| Selected passage |
Democracies in upheaval: Political change in the time of financial weakness

Political change is coming at a time of financial weaknesses for many governments

Published: Jan 11, 2017 07:07:31 AM IST
Updated: Jan 9, 2017 11:44:18 AM IST

Dramatic election upheavals are transforming the US and the UK and are likely to sweep through Continental Europe in 2017 and Mexico in 2018. The results will vary from good to bad, because there are big differences among the systems of government, the leaders and their ability to change course.

Adding to the risk is the fact that political change is coming at a time of financial weakness for many governments. Private sectors have held back on investment and new business formation because of bad macro policies. As a result, productivity is weak, and prospects for growth in small businesses and tax receipts have been severely diminished. Rather than change, governments have tended to borrow and spend without much to show for it other than very high national debt.

The UK is a parliamentary system in which the majority party can make fast changes. The Conservatives kept their majority in Parliament, but their new leaders will focus on immigration and exiting from the EU, while following through with most of the planned corporate tax cut that’s critical to growth.

| Given task 1 |
According to the article on democracies in upheaval, what kind of system of government does the UK have?
| Given task 2 |
Reproduce part of the article on democracies in upheaval word for word, beginning at the words "The UK is a" and ending after the words "critical to growth.".
| Given task 3 |
Write what comes next in the article on democracies in upheaval, picking up from its final sentence.
The material comes from a source separate from the article.

| Listed entries |
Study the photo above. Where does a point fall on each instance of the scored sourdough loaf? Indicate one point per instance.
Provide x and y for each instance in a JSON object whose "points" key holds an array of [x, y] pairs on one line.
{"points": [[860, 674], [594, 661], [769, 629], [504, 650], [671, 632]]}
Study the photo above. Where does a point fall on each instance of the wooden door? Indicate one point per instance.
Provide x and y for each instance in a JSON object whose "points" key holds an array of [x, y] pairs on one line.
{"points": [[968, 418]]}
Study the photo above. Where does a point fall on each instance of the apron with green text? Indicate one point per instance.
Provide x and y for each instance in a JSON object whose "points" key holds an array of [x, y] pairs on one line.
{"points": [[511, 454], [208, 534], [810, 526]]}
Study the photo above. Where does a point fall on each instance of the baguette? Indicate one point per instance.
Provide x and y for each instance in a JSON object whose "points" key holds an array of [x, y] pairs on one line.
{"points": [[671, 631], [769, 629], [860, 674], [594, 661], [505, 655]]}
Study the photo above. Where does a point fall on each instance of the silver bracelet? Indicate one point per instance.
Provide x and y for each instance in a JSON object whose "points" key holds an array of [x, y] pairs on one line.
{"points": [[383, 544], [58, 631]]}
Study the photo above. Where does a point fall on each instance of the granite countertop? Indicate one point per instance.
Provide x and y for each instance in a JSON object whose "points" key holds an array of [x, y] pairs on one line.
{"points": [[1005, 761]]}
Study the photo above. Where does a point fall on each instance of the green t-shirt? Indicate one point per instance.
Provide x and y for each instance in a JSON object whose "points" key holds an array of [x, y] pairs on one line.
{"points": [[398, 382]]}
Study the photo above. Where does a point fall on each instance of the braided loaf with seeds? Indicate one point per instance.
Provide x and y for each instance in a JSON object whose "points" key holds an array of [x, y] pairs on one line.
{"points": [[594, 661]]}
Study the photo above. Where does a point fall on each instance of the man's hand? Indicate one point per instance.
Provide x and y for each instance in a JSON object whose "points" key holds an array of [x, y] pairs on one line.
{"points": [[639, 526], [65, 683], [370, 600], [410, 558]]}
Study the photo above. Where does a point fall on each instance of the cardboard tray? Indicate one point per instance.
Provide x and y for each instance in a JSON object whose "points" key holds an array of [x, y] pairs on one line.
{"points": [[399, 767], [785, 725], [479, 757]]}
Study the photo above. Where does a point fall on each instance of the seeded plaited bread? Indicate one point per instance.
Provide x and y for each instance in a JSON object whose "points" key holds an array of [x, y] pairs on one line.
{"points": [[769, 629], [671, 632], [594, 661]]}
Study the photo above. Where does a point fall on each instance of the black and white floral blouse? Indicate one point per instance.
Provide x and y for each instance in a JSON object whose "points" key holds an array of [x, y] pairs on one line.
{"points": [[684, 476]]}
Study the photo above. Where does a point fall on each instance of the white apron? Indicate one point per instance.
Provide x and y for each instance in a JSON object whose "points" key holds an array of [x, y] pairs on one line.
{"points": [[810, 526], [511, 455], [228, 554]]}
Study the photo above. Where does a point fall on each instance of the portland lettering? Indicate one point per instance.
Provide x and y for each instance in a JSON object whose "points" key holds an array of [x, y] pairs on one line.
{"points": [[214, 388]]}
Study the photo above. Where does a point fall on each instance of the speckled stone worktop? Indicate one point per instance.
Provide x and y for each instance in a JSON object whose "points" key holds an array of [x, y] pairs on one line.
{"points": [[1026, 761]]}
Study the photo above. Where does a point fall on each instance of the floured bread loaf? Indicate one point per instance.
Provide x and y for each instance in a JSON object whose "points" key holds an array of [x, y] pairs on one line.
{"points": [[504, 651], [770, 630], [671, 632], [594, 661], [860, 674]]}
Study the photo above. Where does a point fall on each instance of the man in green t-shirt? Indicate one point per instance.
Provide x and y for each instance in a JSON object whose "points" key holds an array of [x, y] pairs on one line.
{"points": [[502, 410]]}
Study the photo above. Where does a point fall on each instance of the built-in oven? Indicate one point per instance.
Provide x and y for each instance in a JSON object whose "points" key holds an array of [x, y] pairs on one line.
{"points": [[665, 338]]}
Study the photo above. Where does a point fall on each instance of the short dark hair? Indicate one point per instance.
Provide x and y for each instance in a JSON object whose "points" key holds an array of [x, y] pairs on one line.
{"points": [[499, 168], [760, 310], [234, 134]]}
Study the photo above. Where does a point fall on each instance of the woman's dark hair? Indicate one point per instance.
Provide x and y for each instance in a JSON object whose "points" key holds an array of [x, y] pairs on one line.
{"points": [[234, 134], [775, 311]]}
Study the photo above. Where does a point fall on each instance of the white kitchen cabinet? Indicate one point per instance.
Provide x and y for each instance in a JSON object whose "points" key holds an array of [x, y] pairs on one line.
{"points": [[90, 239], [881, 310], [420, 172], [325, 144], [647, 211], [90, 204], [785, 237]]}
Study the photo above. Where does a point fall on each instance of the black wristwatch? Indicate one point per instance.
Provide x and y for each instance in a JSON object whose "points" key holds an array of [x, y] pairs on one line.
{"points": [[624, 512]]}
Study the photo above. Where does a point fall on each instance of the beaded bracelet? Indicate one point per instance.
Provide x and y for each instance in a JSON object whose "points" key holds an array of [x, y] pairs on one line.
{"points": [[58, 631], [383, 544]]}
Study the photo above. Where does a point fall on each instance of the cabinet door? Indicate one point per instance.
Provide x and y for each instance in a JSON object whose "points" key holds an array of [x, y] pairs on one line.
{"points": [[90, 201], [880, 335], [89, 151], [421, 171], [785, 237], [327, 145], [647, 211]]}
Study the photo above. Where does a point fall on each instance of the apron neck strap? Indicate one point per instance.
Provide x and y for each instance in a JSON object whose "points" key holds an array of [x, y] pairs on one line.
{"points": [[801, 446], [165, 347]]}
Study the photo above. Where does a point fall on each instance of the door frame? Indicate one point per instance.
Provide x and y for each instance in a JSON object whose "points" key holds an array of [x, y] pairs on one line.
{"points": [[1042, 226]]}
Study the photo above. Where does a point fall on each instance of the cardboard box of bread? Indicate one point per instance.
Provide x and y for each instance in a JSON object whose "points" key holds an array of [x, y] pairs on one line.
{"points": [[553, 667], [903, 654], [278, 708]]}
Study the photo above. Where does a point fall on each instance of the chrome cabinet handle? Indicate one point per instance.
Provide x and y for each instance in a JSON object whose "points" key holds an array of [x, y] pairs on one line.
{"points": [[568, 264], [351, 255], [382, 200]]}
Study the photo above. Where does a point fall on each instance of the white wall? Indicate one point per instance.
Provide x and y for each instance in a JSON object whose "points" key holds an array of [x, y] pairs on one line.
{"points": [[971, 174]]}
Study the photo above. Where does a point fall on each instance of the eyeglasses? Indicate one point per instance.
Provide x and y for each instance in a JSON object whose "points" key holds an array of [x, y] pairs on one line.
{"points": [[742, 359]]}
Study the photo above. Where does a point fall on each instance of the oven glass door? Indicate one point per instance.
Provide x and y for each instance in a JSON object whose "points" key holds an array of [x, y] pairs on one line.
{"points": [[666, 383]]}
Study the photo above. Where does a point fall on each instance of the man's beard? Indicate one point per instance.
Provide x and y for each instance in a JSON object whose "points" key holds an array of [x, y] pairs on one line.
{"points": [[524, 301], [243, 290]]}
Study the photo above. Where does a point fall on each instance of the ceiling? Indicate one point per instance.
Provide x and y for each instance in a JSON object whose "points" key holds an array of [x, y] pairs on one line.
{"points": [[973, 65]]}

| Task result 1 |
A parliamentary system in which the majority party can make fast changes.

| Task result 2 |
The UK is a parliamentary system in which the majority party can make fast changes. The Conservatives kept their majority in Parliament, but their new leaders will focus on immigration and exiting from the EU, while following through with most of the planned corporate tax cut that’s critical to growth.

| Task result 3 |
The US is going through a bigger political change. The people instructed the government to conduct a sweeping upheaval of the status quo, the topic of many of these columns. The urgency of change was clear in the election results. Mr Trump identified deep grievances against the party in power—for poor results in terms of prosperity, the inner cities, security and freedom—and also nailed big government for the rigged system. It permeates the US with special interests and cronyism, especially in the blue states and in Washington.

Many of the President-elect’s proposed policy improvements are likely to be fulfilled quickly. Some will take more time than they would in the UK because the House and Senate play important constitutional roles. Aiding policy change, they face mid-term elections in 2018 that encourage progress in working with the new Administration.

Continental Europe’s coming elections may also be profound in policy terms, with the extra wild card of multiple countries using the same currency, the euro. The results of Italy’s recent vote may give rise to a movement to exit the euro. If that happens, Italy’s already weak financial condition would likely worsen. At its core, the election is about years of weak government, a stagnant economy and the surrender of sovereignty to globalism, all issues that were part of the US and UK elections.

Democracies in upheaval face two challenges: Quickly implementing sensible, sweeping change that benefits the society as a whole, and institutionalising a better system so that future governments and politicians are restrained by law from future power grabs.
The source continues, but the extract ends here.